_Activity 1_. Decide whether each statement below agrees with the passage on neuropathies associated with malignancy, answering yes or no and quoting the deciding words of the passage. (a) Paraneoplastic sensory neuronopathy can come before the diagnosis of cancer by several months. (b) Tumor infiltration that causes peripheral nervous system dysfunction is particularly common with lung cancer. (c) Osteosclerotic myeloma is a common form of myeloma.
_Activity 2_. Continue the passage on neuropathies associated with malignancy, beginning after its final sentence.

_Passage_.
=-=-=-=-=

Neuropathies associated with malignancy
Paraneoplastic neuropathy is relatively rare and most commonly associated with lung cancer. In particular, paraneoplastic sensory neuronopathy/ganglinopathy most commonly occurs with small cell lung cancer (often associated with anti-Hu antibody) and can precede the diagnosis of cancer by 4-12 months[48-50]. The causes of sensory neuronopathy are limited, and upon recognition, should prompt and thorough evaluation for malignancy. In addition, symmetric, sensorimotor polyneuropathy and paraneoplastic autonomic neuropathy can develop in patients with underlying cancer.
Neuropathy secondary to tumor infiltration. Direct infiltration of tumor cells into leptomeninges, cranial nerves, and nerve roots can cause peripheral nervous system dysfunction. This is particularly common with leukemia and lymphoma, resulting in mononeuropathy, multiple mononeuropathies, polyradiculopathy, plexopathy, and generalized symmetric distal or proximal polyneuropathy. Polyradiculopathies are especially common, and MRI may show compression of multiple nerve roots by the tumor.
Peripheral neuropathies associated with lymphoproliferative disorders. There is an increased incidence of peripheral neuropathy in patients with monoclonal gammopathies, and there is a well-established causal relationship between IgM monoclonal gammopathy and demyelinating sensorimotor polyneuropathy[51]. Antibodies against myelin-associated glycoprotein (MAG) are found in patients with lymphoproliferative disorders or plasmacytomas, whereas IgA and IgG monoclonal gammopathies are much less common. Multiple myeloma is commonly related to distal axonal, sensorimotor polyneuropathy. Osteosclerotic myeloma is rare, but commonly associated with polyneuropathy, sometimes simultaneously presenting with hepatosplenomegaly, cutaneous pigmentation, hypertrichosis, edema, pericardial and pleural effusions, so-called POEMS syndrome (polyneuropathy, organomegaly, endocrinopathy, M protein, and skin abnormalities). POEMS syndrome is also known to be associated with Castleman disease (angiofollicular lymph node hyperplasia).

=-=-=-=-=

_Records_.
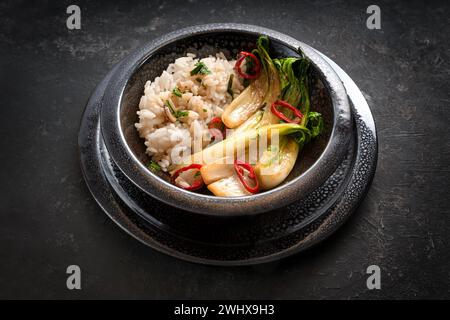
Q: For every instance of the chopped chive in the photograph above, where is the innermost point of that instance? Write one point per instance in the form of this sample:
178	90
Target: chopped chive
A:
177	92
200	68
181	113
169	105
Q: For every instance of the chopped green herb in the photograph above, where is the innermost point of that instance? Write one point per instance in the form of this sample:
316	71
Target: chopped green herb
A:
249	65
169	105
200	68
177	92
154	166
230	85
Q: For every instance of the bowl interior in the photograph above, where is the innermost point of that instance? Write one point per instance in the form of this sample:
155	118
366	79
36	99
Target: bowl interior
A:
203	45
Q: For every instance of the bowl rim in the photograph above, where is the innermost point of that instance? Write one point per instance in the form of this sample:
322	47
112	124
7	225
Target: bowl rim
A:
155	186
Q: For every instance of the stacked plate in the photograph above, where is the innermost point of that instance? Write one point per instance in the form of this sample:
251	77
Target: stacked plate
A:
302	212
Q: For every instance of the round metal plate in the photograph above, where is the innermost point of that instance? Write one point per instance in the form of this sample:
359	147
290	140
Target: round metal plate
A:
232	240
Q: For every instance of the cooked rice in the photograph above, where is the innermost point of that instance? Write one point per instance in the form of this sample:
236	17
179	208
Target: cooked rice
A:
203	96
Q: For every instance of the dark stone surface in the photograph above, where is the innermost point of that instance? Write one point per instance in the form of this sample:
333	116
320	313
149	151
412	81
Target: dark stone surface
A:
49	220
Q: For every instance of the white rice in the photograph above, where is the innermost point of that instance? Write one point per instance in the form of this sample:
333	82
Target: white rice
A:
204	96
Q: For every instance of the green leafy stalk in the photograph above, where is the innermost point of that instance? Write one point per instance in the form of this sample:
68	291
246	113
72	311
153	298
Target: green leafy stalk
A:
200	68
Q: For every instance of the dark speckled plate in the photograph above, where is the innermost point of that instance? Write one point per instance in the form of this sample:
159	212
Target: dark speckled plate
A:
232	240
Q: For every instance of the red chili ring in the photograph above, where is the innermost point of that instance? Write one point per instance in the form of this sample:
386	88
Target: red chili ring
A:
280	115
243	55
238	166
197	183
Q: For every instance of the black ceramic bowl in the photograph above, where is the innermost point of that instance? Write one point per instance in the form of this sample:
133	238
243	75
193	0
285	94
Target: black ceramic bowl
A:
121	99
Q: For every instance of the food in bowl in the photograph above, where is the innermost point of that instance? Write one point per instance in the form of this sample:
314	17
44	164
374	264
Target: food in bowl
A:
234	126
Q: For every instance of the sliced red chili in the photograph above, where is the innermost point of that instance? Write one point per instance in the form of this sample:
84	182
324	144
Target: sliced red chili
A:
249	58
217	128
297	113
197	184
239	166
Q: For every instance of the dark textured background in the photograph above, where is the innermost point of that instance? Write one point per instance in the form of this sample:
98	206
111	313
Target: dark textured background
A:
49	220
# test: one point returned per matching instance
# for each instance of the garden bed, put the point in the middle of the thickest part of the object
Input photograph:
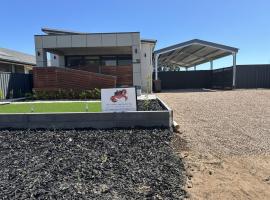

=-=-=-=-=

_Written response 1_.
(a) Yes: "can precede the diagnosis of cancer by 4-12 months"
(b) No: "This is particularly common with leukemia and lymphoma"
(c) No: "Osteosclerotic myeloma is rare"

_Written response 2_.
Graft-vs.-host disease (GvHD) can cause various immune-mediated disorders, including the one against peripheral nervous system. Guillain-Barre syndrome, multiple mononeuropathies, and cranial neuropathy have been reported in patients with GVHD[52].

Summary

Peripheral nerves are affected by a broad spectrum of disorders. With technical advances that permit high-resolution MR, peripheral neuroimaging is gaining utility in evaluation of peripheral nerve disorders. MR Neurography is especially useful in evaluating proximal nerve lesions that are not easily assessable with nerve conduction study; for example, MR Neurography will not only provide better diagnosis of a tumor compressing the brachial plexus than an electrophysiological study, but will also aid neurosurgeons in their plan for treatment. However, it is important for radiologists to have an understanding of the various peripheral nervous disorders and communicate the findings to the referring physicians including neurologists and neurosurgeons for optimal patient management.


Figure 4
Congo Red stain shows apple green birefringence under polarizing microscope. Note that the amorphous birefringent material invades into the vessel wall.

Key points
Distal symmetric sensorimotor polyneuropathy (DSPN) due to “dying back” axonal degeneration is the most common form of polyneuropathy and is typically caused by a toxic/metabolic conditions, such as diabetes.
Electromyography and Nerve conduction study (EMG/NCS) is an extremely useful test in determining the localization (anatomic and nerve fiber type), pathophysiology (axonal or demyelinating), acuity, and severity of neuropathies.
Axonal neuropathies typically demonstrate decreased amplitude action potentials on NCS and neurogenic motor units on EMG.
Demyelinating neuropathies show decreased conduction velocity, temporal dispersion, and prolonged distal and F-wave latencies.
MR Neurography plays an important role in evaluation of proximal, focal nerve lesions that are difficult to evaluate by EMG/NCS.